Return each line of the rows below that contains the word "handle".

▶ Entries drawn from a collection
────────
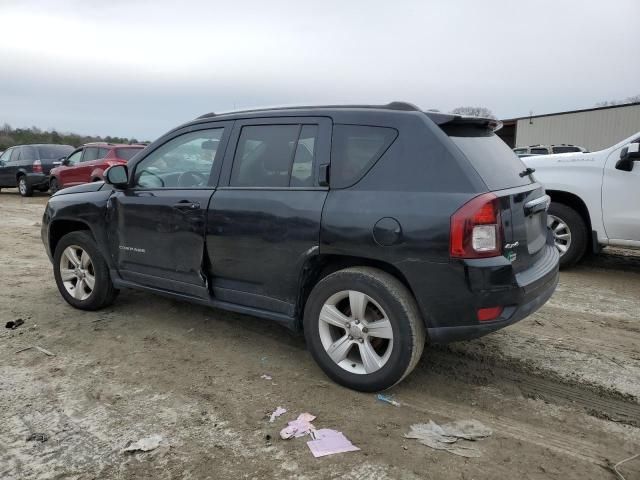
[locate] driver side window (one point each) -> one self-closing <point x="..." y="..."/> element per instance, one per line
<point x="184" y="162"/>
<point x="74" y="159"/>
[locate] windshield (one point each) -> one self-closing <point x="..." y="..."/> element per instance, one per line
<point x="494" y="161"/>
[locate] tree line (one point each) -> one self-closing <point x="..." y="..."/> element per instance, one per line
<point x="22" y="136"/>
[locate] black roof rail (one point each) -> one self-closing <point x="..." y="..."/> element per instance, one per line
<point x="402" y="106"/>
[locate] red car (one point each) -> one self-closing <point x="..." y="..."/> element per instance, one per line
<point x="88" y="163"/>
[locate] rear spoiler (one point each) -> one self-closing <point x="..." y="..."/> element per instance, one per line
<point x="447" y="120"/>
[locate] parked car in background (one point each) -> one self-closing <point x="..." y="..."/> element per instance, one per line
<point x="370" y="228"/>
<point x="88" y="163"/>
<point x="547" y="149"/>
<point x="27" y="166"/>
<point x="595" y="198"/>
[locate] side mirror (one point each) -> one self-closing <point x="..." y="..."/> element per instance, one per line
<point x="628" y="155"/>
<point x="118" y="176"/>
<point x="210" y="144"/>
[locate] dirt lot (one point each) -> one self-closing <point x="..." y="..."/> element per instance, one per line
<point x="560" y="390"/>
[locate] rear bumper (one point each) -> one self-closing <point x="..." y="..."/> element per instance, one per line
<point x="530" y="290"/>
────────
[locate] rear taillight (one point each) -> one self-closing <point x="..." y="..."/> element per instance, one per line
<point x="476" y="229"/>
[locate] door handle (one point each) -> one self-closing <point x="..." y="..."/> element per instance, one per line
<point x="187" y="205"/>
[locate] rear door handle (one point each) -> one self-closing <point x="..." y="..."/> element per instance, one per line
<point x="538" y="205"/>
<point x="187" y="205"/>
────────
▶ Answer to the problem
[locate] door handle (one point each) -> one self-closing <point x="..." y="..."/> element per instance, one per line
[locate] rear door handle (one point each) -> one self-closing <point x="..." y="..."/> element per instance, one per line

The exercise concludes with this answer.